What you will do:
Taking the line with "Task: for every instance of the paved" as the start, reproduce every line until the records end, exactly and with nothing added.

[Opening Records supplied section]

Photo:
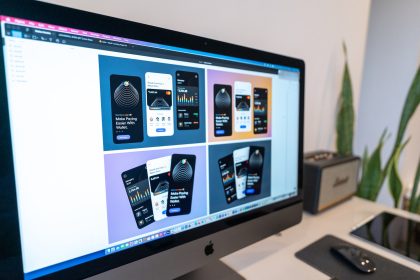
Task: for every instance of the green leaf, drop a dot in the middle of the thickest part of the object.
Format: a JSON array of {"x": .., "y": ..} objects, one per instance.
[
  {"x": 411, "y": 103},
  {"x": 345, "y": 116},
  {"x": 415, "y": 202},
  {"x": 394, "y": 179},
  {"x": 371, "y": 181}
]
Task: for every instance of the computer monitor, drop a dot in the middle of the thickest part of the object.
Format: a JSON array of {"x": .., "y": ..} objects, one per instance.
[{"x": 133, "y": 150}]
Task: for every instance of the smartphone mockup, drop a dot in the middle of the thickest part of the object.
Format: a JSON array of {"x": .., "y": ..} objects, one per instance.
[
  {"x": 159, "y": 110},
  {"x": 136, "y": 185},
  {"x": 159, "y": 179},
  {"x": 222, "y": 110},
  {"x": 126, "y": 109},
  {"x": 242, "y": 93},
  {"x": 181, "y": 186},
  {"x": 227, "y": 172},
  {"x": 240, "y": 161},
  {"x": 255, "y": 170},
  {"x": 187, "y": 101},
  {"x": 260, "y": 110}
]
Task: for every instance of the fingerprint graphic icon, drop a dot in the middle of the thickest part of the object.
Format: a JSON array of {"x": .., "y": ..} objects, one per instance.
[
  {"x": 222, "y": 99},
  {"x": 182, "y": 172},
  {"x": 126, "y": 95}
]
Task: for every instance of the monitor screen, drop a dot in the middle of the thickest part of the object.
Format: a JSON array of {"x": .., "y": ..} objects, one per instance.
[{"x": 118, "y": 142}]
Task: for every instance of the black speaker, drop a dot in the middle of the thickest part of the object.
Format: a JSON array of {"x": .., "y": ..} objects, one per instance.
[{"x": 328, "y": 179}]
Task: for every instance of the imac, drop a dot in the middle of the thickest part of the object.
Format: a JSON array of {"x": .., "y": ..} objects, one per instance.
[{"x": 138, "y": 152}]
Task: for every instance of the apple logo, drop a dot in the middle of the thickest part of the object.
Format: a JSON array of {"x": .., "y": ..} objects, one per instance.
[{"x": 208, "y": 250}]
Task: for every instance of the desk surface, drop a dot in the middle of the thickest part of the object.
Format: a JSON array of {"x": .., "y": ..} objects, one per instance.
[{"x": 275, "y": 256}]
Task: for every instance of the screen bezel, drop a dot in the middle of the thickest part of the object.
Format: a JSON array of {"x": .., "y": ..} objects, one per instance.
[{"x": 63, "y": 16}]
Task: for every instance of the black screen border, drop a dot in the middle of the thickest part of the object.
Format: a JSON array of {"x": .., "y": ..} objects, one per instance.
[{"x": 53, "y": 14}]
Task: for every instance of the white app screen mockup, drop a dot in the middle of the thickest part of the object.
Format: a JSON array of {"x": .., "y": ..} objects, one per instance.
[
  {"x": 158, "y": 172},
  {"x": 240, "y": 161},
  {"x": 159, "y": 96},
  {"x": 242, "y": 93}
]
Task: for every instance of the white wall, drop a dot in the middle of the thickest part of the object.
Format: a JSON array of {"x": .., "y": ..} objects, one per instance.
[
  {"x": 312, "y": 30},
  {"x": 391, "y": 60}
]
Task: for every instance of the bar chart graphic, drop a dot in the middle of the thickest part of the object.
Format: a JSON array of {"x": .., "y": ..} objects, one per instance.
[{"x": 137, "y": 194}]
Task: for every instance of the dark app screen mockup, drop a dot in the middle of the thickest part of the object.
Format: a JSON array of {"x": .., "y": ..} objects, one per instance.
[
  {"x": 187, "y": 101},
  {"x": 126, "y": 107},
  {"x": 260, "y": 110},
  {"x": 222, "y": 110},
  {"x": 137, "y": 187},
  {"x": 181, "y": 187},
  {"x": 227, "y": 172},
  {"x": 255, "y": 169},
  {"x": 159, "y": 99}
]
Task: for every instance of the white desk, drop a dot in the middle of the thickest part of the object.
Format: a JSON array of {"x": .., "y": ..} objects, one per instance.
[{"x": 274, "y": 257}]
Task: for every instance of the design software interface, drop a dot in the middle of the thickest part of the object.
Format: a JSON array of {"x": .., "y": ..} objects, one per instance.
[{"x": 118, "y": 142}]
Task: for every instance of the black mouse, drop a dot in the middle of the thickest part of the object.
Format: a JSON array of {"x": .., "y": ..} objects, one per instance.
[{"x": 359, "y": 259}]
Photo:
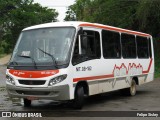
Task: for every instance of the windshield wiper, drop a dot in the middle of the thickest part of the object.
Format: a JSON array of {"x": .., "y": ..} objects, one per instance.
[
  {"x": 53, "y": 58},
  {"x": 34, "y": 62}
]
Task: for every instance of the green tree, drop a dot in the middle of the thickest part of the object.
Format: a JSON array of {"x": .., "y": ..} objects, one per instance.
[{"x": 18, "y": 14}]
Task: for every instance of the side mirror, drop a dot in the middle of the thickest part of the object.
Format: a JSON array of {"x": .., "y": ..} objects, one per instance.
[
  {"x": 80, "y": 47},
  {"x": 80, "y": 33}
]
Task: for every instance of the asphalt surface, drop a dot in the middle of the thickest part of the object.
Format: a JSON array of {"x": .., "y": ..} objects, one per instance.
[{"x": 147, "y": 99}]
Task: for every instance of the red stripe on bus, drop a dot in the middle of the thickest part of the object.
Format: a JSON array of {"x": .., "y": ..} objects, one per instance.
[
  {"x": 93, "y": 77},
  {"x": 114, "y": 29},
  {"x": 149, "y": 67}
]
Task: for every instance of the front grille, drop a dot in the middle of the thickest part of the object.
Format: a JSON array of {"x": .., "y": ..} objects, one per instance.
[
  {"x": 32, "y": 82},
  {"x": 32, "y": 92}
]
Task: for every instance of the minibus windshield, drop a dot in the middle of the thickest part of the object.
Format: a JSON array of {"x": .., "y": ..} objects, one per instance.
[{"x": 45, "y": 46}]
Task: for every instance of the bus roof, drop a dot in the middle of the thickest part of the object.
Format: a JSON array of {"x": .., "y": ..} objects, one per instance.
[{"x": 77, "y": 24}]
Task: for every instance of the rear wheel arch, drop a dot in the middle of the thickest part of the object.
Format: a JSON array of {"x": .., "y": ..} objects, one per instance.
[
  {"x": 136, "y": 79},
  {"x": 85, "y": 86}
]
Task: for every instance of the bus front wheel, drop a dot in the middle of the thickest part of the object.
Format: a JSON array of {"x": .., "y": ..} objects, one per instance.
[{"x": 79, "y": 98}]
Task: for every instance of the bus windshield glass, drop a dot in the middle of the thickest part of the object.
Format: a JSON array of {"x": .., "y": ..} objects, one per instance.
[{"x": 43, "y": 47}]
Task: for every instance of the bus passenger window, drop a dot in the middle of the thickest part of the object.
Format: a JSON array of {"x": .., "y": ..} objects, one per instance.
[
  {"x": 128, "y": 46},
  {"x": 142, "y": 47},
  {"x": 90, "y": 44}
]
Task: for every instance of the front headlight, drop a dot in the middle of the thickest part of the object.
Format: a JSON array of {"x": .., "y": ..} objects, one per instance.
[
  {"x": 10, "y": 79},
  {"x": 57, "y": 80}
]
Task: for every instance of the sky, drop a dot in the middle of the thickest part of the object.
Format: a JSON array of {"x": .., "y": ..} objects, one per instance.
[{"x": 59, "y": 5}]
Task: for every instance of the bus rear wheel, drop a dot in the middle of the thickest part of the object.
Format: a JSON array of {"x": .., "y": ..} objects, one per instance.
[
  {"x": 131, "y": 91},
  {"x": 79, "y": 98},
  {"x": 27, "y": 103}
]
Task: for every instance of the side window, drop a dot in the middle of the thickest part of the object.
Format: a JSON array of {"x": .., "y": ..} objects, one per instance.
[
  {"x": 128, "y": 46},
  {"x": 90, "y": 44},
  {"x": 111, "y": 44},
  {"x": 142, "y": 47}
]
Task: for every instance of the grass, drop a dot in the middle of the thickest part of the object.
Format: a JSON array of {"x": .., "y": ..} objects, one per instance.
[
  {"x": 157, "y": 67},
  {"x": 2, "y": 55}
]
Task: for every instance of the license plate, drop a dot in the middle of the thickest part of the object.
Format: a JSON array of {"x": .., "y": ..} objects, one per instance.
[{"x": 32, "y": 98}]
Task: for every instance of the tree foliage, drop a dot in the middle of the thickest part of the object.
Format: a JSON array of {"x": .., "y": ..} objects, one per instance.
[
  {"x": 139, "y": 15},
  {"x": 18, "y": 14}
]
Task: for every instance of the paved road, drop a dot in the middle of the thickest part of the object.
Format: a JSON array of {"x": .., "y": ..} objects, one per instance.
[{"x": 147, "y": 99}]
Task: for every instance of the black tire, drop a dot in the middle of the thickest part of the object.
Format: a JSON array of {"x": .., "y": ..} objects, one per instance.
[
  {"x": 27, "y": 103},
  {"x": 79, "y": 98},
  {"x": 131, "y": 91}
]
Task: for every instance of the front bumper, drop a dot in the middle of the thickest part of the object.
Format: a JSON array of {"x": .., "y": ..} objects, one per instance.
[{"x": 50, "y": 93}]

[Closing Records supplied section]

Task response:
Task: for every instance of the paved road, drop a dot in the middle of the thickest part of the object.
Format: a JSON array of {"x": .., "y": ..} objects, one per instance.
[{"x": 147, "y": 99}]
Task: for every instance of the black tire, drop a dot in the middle of the thickest part of the object.
Format: a JSON array of {"x": .., "y": ..} objects, one per instance.
[
  {"x": 27, "y": 103},
  {"x": 79, "y": 98},
  {"x": 131, "y": 91}
]
Task: for every instance of the front bumper, drop a dot in the middle of the thickest part of the object.
Format: a JSON array of {"x": .., "y": ..} objects, one per instance.
[{"x": 50, "y": 93}]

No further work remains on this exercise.